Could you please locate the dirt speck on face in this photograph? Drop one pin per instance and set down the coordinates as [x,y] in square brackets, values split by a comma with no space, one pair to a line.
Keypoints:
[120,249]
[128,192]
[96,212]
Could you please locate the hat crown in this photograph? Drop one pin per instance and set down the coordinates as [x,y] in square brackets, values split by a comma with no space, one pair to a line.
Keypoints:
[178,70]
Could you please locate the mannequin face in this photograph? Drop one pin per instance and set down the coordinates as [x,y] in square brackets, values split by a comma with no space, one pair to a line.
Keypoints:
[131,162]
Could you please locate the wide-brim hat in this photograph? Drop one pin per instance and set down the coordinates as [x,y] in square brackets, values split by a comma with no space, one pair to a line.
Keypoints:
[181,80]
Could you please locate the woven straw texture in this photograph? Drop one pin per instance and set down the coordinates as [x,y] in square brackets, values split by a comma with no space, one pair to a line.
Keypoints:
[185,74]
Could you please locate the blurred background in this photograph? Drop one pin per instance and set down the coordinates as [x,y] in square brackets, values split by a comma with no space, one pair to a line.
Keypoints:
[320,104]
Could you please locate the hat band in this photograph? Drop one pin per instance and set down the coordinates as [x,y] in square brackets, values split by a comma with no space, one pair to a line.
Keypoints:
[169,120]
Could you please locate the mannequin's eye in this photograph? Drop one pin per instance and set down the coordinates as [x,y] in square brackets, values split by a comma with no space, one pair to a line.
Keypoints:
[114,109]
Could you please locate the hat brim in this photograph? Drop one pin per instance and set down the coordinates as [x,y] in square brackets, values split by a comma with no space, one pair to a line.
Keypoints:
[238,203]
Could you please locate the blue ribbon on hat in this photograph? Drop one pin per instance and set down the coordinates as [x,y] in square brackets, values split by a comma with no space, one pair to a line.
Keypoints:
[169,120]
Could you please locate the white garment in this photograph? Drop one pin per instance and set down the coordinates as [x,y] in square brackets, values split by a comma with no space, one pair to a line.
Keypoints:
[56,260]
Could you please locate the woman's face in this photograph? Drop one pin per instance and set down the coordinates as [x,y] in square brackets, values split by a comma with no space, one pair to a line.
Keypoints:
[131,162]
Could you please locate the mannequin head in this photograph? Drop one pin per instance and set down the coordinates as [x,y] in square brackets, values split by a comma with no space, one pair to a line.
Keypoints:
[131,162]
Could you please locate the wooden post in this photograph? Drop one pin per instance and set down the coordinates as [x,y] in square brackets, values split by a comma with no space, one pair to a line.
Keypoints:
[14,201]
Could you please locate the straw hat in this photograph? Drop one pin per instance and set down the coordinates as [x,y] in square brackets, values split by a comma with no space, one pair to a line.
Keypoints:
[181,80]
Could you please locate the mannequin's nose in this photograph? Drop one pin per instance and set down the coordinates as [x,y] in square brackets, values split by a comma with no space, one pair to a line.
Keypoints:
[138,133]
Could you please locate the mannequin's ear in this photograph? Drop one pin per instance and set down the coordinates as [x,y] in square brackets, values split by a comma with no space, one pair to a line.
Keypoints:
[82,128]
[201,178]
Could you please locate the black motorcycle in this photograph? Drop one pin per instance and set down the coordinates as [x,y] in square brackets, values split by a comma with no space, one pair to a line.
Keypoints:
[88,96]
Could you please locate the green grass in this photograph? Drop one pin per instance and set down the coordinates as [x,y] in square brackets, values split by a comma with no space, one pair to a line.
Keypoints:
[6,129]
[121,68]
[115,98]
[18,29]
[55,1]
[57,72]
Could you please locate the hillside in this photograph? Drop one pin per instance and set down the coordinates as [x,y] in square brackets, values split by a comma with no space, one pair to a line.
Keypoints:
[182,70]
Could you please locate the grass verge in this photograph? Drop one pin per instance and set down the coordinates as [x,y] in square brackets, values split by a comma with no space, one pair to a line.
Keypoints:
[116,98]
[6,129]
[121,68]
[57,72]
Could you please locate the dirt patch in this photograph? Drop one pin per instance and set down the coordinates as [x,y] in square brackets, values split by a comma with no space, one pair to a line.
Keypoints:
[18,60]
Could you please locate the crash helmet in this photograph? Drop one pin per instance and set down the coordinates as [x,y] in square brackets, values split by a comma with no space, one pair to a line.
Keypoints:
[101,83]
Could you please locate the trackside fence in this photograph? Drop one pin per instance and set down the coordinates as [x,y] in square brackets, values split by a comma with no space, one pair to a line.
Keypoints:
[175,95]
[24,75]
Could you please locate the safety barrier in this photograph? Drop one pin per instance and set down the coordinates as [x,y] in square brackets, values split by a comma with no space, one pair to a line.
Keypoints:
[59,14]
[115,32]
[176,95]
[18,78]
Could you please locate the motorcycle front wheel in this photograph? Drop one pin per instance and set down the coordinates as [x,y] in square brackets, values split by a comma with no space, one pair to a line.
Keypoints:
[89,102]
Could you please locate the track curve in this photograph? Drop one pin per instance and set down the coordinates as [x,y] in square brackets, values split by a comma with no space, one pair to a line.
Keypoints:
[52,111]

===

▸ **Task statement**
Set down each record above without changing a single word.

▸ **Solved exercise**
Could you please locate the dirt speck on face in this photograph? Drop one pin per instance and set down the coordinates as [x,y] in square brackets, values split by a comma with no space, one pair to a line.
Keypoints:
[120,249]
[128,192]
[96,212]
Could you please locate the hat crown in this photograph? Drop one pin per instance and set down the coordinates as [x,y] in square brackets, values split by a comma with no space, one pair to a line.
Keypoints:
[178,70]
Could you please locate the mannequin face in this photograph? Drop one pin per instance and set down the coordinates as [x,y] in square brackets, values split by a comma with no space, one pair to a line.
Keypoints:
[131,162]
Could you please locate the wide-brim hat in this photograph? Drop one pin per instance and set down the coordinates as [x,y] in square brackets, values split by a comma with no space, one pair to a line.
Keypoints:
[181,80]
Could you please locate the woven straw texture in this photograph? Drop one pin per instance and set down the coordinates as [x,y] in square brackets, values split by a comma with no space, one pair to a line.
Keypoints:
[185,74]
Could you please locate the blurred background in this photograph? Drop one pin per instance and set down the coordinates as [x,y] in square brackets, values split by a comma with no space, one pair to a line.
Keypoints:
[320,104]
Could you please locate the hat band in this photograph? Drop one pin per instance and set down the coordinates as [x,y] in square brackets, values split by a comma with no space, one pair to a line.
Keypoints:
[169,120]
Could you please locate the mannequin's eye in this photograph? Drop one pin per instance and set down the coordinates as [x,y] in square brackets, values split by a comma with no space, one pair to a line.
Keypoints:
[114,109]
Could you please locate the hat brim in this photograph? Drop one pin per instance and set down the coordinates as [x,y] in square brackets, values split by a comma with no space, one pair to a line.
Keypoints:
[238,203]
Could you please locate the blue ribbon on hat in this photograph? Drop one pin per instance and set down the coordinates as [x,y] in square brackets, values split by a comma with no space, one pair to a line.
Keypoints:
[169,120]
Could you please locate the white garment in this photograph? Drop one pin per instance and set down the coordinates as [x,y] in square brackets, values split by a comma with no space, one pair to a line.
Keypoints:
[56,260]
Could you please locate the woman's face in this photograph? Drop one pin per instance and set down the coordinates as [x,y] in square brackets, values split by a comma with no space, one pair to a line.
Keypoints:
[131,162]
Could you please locate the mannequin head in this photograph? Drop one pin per instance and set down the coordinates as [x,y] in square brackets, values split by a comma with no space, one pair to a line.
Keypoints:
[131,162]
Could you please locate the wooden post in this photograph? Drop one pin per instance and set down the coordinates as [x,y] in square brackets, values split by a comma with no space, one pair to a line.
Keypoints:
[14,201]
Could you please locate the straw hat in this photograph? Drop one pin per instance and set down the coordinates as [x,y] in square brackets, values split by a comma with no space, one pair to a line.
Keypoints:
[181,80]
Could you please locate the mannequin's nose in this photograph? Drop one pin per instance and set down the coordinates as [x,y] in square brackets, values split by a comma with no space, one pair to a line.
Keypoints:
[138,133]
Could you please locate the mannequin's ear in this photograph? Drop one pin per instance and set down the coordinates as [x,y] in square brackets, values split by a comma with no space, one pair to a line.
Keypoints:
[82,128]
[201,178]
Could you please locate the black motorcycle in this photograph? Drop one pin per instance and set down the coordinates as [x,y] in square brackets, values split by a comma with no space, one pair to a line.
Keypoints:
[88,96]
Could you please locate the green grass in this photograph? Drop one pin per instance and set down the coordinates as [x,y] in square brackets, values split by a comma with no space, one pair to a line.
Keypoints:
[6,129]
[121,68]
[115,98]
[18,29]
[55,1]
[57,72]
Could you please locate the hillside in this photograph? Drop one pin per instance and set down the coordinates as [x,y] in square brackets, values split by a comma with no space, one pair to a line.
Keypoints:
[182,70]
Could you please locate the grass verge in this photograph? Drop one pin per instance and set down the coordinates as [x,y] in square brackets, values split by a comma with no space, one pair to a line.
Keypoints:
[116,98]
[6,129]
[121,68]
[57,72]
Could you please locate the dirt patch in this photograph? Drop one pin per instance and set down the coordinates as [x,y] in square brackets, values split by a comma with no space, one pair to a line.
Keypoints:
[18,60]
Could you please locate the crash helmet in this photograph? Drop one pin per instance and set down the coordinates as [x,y] in square brackets, values split by a comma with no space, one pair to a line.
Keypoints:
[101,83]
Could you please locate the trackside fence in this photograph? Drop one pin per instance and set down the coordinates as [x,y] in square brackets, values split by a comma with no space, one pair to a line.
Keypoints:
[175,95]
[24,75]
Could you please locate the safety barrier in this photograph? Drop one pin per instance and set down the coordinates as [x,y] in square brackets, values split by a comma with no space, one pair to a line.
Keypoints:
[59,14]
[115,32]
[176,95]
[18,78]
Could you please locate the motorcycle front wheel in this photograph? Drop one pin per instance and set down the coordinates as [x,y] in square brackets, values split by a comma with no space, one pair to a line.
Keypoints:
[89,102]
Could you please locate the track curve in this photograph? Drop one pin per instance and set down the coordinates as [x,y] in square brackets, values split by a comma with no space, one pair to a line.
Keypoints:
[52,111]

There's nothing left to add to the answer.